Given task: Reproduce every record exactly as it appears, but not the pictures.

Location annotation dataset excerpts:
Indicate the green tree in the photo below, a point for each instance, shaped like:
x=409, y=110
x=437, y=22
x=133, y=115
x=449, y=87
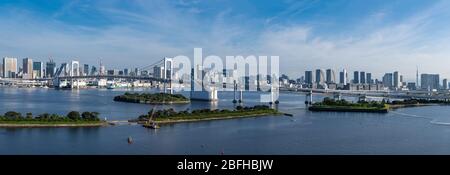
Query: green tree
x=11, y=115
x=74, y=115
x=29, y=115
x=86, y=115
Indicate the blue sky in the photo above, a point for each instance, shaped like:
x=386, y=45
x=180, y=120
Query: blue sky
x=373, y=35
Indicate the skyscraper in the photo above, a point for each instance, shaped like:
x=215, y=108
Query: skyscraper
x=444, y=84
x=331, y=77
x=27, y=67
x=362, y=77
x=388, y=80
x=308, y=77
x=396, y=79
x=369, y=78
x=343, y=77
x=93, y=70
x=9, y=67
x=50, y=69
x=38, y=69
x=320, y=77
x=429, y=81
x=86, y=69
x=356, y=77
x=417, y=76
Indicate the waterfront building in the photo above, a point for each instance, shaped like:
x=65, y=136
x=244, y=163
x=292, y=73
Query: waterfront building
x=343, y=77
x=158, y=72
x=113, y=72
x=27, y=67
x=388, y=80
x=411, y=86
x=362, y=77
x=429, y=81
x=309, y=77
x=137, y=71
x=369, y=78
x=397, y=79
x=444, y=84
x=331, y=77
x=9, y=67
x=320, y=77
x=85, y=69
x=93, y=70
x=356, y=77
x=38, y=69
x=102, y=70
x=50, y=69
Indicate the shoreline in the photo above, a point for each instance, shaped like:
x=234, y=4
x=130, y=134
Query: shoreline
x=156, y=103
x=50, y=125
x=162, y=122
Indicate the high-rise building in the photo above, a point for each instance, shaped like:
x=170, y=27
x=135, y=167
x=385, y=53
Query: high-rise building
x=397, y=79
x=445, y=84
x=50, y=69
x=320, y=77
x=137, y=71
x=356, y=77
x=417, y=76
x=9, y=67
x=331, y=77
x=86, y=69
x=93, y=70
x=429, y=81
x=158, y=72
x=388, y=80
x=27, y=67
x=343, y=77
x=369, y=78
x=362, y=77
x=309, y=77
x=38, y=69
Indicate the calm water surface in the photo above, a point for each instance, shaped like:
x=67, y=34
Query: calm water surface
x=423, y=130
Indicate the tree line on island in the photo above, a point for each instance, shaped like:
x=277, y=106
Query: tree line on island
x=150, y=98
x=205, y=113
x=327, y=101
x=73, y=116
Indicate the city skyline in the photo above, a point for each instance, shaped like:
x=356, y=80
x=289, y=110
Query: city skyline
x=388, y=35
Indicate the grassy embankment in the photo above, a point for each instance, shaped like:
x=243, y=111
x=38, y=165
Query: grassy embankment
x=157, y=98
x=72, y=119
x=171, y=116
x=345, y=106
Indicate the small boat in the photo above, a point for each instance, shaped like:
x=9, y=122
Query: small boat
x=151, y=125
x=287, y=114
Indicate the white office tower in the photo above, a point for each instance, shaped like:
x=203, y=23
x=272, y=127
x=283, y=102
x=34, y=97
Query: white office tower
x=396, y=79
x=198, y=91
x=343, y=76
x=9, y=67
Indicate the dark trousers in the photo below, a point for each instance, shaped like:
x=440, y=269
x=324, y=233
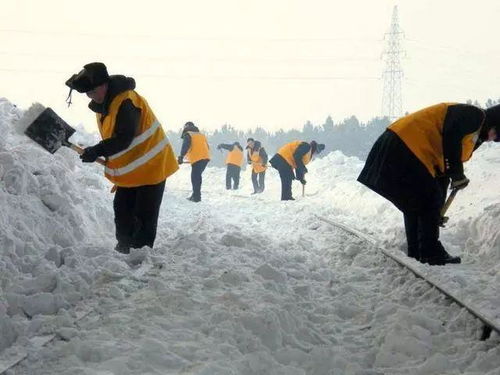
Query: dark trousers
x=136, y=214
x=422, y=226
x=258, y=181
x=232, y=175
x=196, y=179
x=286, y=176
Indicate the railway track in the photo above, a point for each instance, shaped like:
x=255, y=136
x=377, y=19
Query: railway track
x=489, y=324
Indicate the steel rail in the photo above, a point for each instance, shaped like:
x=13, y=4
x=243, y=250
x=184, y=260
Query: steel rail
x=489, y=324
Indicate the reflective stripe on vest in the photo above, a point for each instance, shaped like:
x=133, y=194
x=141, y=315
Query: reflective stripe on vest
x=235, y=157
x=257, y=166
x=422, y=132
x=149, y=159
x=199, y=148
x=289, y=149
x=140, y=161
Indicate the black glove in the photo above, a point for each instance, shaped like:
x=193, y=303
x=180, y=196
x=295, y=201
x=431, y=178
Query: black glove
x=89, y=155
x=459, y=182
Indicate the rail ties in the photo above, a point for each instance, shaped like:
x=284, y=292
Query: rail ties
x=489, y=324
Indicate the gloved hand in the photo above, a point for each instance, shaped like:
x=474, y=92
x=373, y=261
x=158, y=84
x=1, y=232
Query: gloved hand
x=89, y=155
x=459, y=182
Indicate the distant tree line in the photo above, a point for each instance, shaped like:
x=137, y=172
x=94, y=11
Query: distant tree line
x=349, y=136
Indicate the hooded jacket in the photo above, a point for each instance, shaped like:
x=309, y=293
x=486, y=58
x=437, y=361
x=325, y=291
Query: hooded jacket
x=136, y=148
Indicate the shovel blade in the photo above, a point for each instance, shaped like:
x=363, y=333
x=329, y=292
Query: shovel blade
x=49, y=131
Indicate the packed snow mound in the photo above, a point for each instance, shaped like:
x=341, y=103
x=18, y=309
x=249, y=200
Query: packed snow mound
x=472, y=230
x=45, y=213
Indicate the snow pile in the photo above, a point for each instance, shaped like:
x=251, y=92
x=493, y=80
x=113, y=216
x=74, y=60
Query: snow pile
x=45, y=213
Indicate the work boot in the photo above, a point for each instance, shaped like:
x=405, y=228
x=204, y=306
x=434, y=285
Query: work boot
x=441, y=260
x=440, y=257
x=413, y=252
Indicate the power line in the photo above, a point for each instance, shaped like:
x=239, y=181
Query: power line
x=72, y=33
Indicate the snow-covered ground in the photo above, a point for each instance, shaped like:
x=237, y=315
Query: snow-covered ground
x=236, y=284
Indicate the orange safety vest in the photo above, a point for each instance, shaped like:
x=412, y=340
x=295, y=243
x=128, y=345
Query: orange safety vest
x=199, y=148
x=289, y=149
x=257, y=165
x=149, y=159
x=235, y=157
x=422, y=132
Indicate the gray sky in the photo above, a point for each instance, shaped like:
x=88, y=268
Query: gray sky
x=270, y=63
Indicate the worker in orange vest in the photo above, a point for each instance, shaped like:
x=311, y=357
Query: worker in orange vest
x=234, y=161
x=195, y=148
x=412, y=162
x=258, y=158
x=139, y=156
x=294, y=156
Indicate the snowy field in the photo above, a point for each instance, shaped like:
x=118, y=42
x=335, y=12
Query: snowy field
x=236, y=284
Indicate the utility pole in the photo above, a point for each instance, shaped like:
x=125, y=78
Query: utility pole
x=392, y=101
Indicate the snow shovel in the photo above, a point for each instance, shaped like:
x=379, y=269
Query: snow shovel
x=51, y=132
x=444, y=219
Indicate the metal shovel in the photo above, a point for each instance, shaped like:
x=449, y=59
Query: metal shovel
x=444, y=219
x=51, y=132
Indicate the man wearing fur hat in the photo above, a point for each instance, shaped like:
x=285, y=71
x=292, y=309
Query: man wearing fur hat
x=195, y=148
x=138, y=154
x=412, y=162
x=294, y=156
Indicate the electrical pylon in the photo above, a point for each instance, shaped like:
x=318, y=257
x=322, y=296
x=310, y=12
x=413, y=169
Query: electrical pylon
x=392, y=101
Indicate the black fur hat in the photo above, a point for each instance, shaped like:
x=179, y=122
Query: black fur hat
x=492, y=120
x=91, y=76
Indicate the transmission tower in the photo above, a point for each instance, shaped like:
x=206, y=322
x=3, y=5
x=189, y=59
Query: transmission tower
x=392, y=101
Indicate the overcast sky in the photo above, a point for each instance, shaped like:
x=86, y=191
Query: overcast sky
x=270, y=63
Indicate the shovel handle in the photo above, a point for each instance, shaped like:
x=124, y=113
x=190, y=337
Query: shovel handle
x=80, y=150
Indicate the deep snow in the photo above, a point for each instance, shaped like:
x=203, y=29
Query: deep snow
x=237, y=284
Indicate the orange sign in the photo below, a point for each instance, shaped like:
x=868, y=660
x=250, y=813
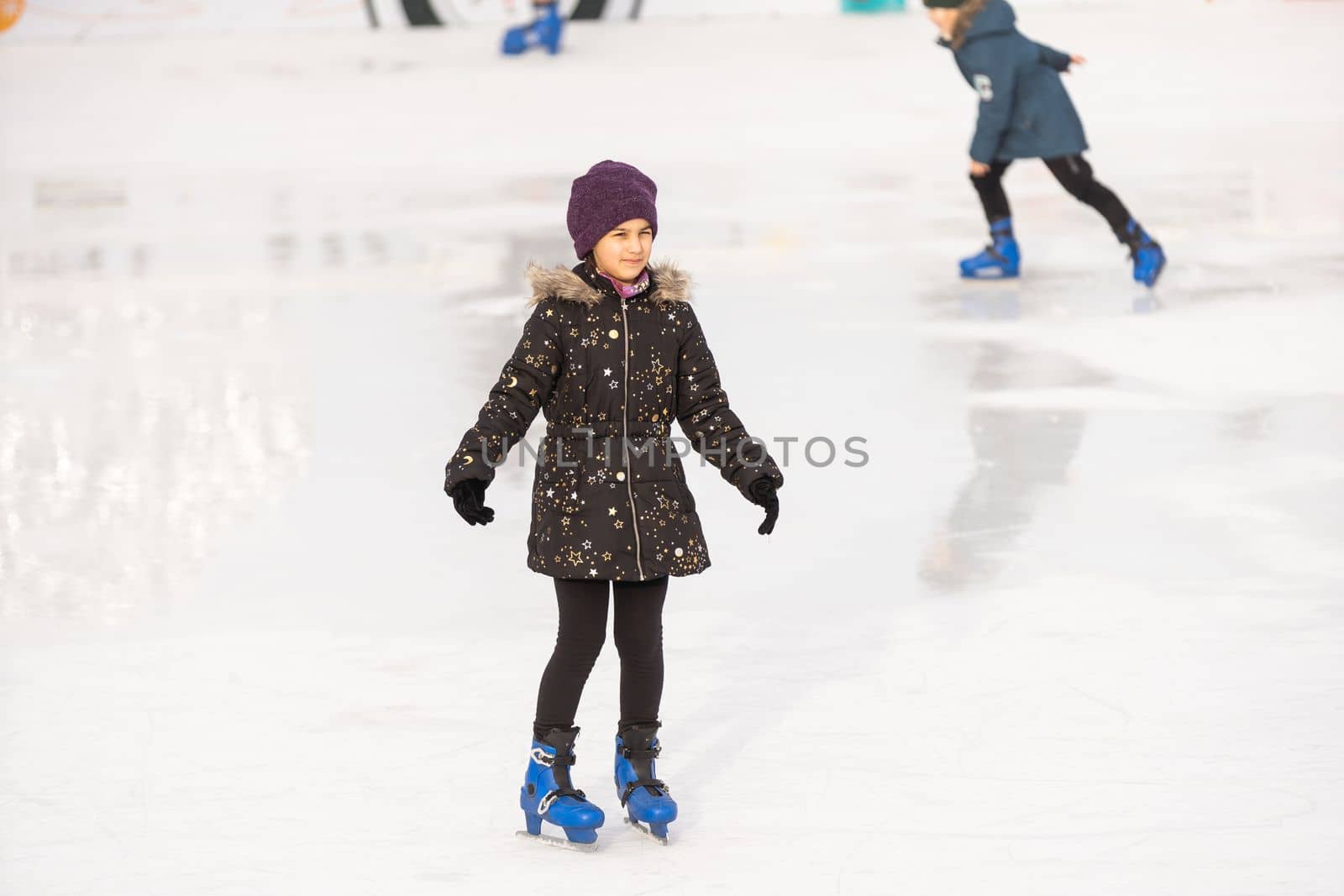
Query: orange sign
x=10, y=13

Solution to the exercise:
Indicate the green tree in the photo below, a point for each instance, shaped like:
x=409, y=110
x=437, y=22
x=133, y=115
x=449, y=87
Query: green tree
x=11, y=115
x=74, y=115
x=29, y=115
x=86, y=115
Indicate the blue sky in the photo above, a point for each instance, shaped like:
x=386, y=45
x=180, y=120
Query: blue sky
x=373, y=35
Indicate the skyscraper in the photo above, a point for each instance, shaped like:
x=215, y=108
Query: skyscraper
x=444, y=84
x=331, y=77
x=27, y=67
x=362, y=77
x=388, y=80
x=308, y=77
x=396, y=79
x=369, y=78
x=343, y=77
x=93, y=70
x=9, y=67
x=50, y=69
x=38, y=69
x=320, y=77
x=429, y=81
x=86, y=69
x=356, y=77
x=417, y=76
Indicate the waterfront building in the photo above, a point for each instance, shaped like:
x=65, y=136
x=244, y=163
x=292, y=73
Query: waterfront building
x=343, y=77
x=158, y=72
x=113, y=72
x=27, y=67
x=388, y=80
x=411, y=86
x=362, y=77
x=429, y=81
x=309, y=77
x=137, y=71
x=369, y=78
x=397, y=79
x=444, y=84
x=331, y=77
x=9, y=67
x=320, y=77
x=85, y=69
x=93, y=70
x=356, y=77
x=38, y=69
x=102, y=70
x=50, y=69
Indicate the shoreline in the photo above, a point for each instance, shaped like:
x=234, y=4
x=130, y=134
Query: shoreline
x=156, y=103
x=50, y=125
x=162, y=122
Indicate the high-rise building in the photo above, a point for each instance, shaped like:
x=170, y=27
x=135, y=167
x=385, y=53
Query: high-rise building
x=397, y=79
x=445, y=84
x=50, y=69
x=320, y=77
x=137, y=71
x=356, y=77
x=417, y=76
x=9, y=67
x=331, y=77
x=86, y=69
x=93, y=70
x=429, y=81
x=158, y=72
x=388, y=80
x=27, y=67
x=343, y=77
x=369, y=78
x=362, y=77
x=309, y=77
x=38, y=69
Indicate the calm water surface in the photo above, a point for each instance, shaped like:
x=67, y=34
Query: calm water surface
x=423, y=130
Indicate the tree line on island in the photo above, a point for each instance, shaped like:
x=277, y=106
Query: tree line on island
x=150, y=98
x=205, y=113
x=327, y=101
x=73, y=116
Indicate the city skyline in the photo above, a point for each instance, shaped like:
x=356, y=80
x=289, y=110
Query: city skyline
x=388, y=35
Indicate the grassy embankment in the photo above, a point for each instance, shaped like:
x=243, y=111
x=38, y=165
Query: grassy embankment
x=157, y=98
x=72, y=119
x=171, y=116
x=345, y=106
Indicate the small boat in the photo above, a point for each instance, shaped like:
x=9, y=122
Query: small boat
x=151, y=125
x=287, y=114
Indicate the white office tower in the photo above, a point for each instance, shaped like:
x=203, y=23
x=272, y=127
x=283, y=102
x=34, y=97
Query: white office tower
x=396, y=79
x=198, y=91
x=343, y=76
x=9, y=67
Indicate the dark trousers in the photo below, a point for each instance, shaped like:
x=440, y=269
x=324, y=233
Query: dark trousers
x=136, y=214
x=422, y=226
x=258, y=181
x=232, y=175
x=196, y=179
x=286, y=176
Indicate the railway track in the photo above, a point for each instance, shaped like:
x=255, y=136
x=377, y=19
Query: railway track
x=489, y=324
Indicate the steel rail in the photo above, a point for each instance, shaped like:
x=13, y=4
x=243, y=250
x=184, y=260
Query: steel rail
x=489, y=324
Indicate the reflective stripe on vest in the photo above, a point for each instance, shaped like:
x=133, y=194
x=141, y=315
Query: reflective stripe on vest
x=235, y=157
x=257, y=166
x=422, y=132
x=149, y=159
x=199, y=148
x=289, y=149
x=140, y=161
Indicate the black glove in the photo above, a point for each instance, shaped like:
x=193, y=303
x=180, y=196
x=295, y=201
x=431, y=178
Query: black glove
x=89, y=155
x=459, y=182
Indicate the rail ties in the photo above, a point for each instance, shaped like:
x=284, y=292
Query: rail ties
x=489, y=324
Indicate the gloved hand in the photo above, a point for each instance, shaped like:
x=474, y=92
x=373, y=261
x=158, y=84
x=1, y=232
Query: gloved hand
x=89, y=155
x=459, y=182
Indicate the distant tree line in the photo above, a point for each instance, shaped like:
x=137, y=172
x=94, y=11
Query: distant tree line
x=349, y=136
Indicate the hooded jacket in the photo above, a point for each instance, shaped like:
x=309, y=293
x=486, y=58
x=437, y=361
x=325, y=291
Query: hooded jacket
x=136, y=148
Indicate the shovel blade in the photo above, a point for each instance, shaped like:
x=363, y=333
x=329, y=292
Query: shovel blade
x=49, y=131
Indicate the packed snow mound in the photo above, a point for each instance, shaped like:
x=341, y=103
x=18, y=309
x=249, y=200
Query: packed snow mound
x=472, y=230
x=45, y=213
Indicate the snow pile in the photo above, a point for each instance, shaped like:
x=251, y=92
x=493, y=80
x=113, y=216
x=74, y=60
Query: snow pile
x=45, y=213
Indicate the work boot in the photo above, a point for each instance, shaped like:
x=405, y=228
x=204, y=306
x=434, y=285
Query: work boot
x=441, y=260
x=440, y=257
x=413, y=252
Indicate the power line in the photo above, a point for each instance, shaped like:
x=239, y=181
Query: power line
x=72, y=33
Indicate the snow-covered ground in the photo above, a point for each instance, shaped like:
x=237, y=315
Query: snow-covered ground
x=236, y=284
Indicate the orange safety vest in the photo above, a point for each instance, shaped like:
x=412, y=340
x=295, y=243
x=128, y=345
Query: orange safety vest
x=199, y=148
x=289, y=149
x=257, y=165
x=149, y=159
x=235, y=157
x=422, y=132
Indicate the gray sky in the photo above, a point for each instance, shaped like:
x=88, y=268
Query: gray sky
x=270, y=63
Indicate the worker in orange vest in the photo above, a point for each instance, shaped like:
x=311, y=357
Query: worker in orange vest
x=234, y=161
x=195, y=148
x=412, y=162
x=258, y=158
x=139, y=156
x=294, y=156
Indicate the snowy field in the photo above, a point for each instance, shaped like:
x=118, y=42
x=335, y=12
Query: snowy field
x=236, y=284
Indicate the utility pole in the photo above, a point for each instance, shaped like:
x=125, y=78
Query: utility pole
x=392, y=101
Indicate the snow shovel in the photo above, a point for each instance, shaped like:
x=379, y=269
Query: snow shovel
x=51, y=132
x=444, y=219
Indicate the metal shovel in the photo above, a point for each instance, shaped like:
x=449, y=59
Query: metal shovel
x=444, y=219
x=51, y=132
Indicate the man wearing fur hat in the photo above, a point for each instance, shaped like:
x=285, y=71
x=292, y=309
Query: man wearing fur hat
x=195, y=148
x=138, y=154
x=412, y=162
x=294, y=156
Indicate the electrical pylon in the photo above, a point for each instance, shaped like:
x=318, y=257
x=322, y=296
x=310, y=12
x=413, y=169
Query: electrical pylon
x=392, y=101
Indicate the black fur hat in the photo above, a point for each instance, shaped like:
x=179, y=122
Query: black fur hat
x=492, y=120
x=91, y=76
Indicate the transmission tower in the photo above, a point for each instance, shaped like:
x=206, y=322
x=3, y=5
x=189, y=59
Query: transmission tower
x=392, y=101
Indicate the overcast sky in the photo above, a point for each instance, shaped like:
x=86, y=191
Query: overcast sky
x=270, y=63
Indicate the shovel handle in the photo above, a point for each instance, shaped like:
x=124, y=113
x=190, y=337
Query: shovel handle
x=80, y=150
Indicate the deep snow in the photo above, a point for each instance, shaped like:
x=203, y=29
Query: deep snow
x=237, y=284
Indicate the orange sign in the photo below, a point for each instance, shaped like:
x=868, y=660
x=250, y=813
Query: orange sign
x=10, y=13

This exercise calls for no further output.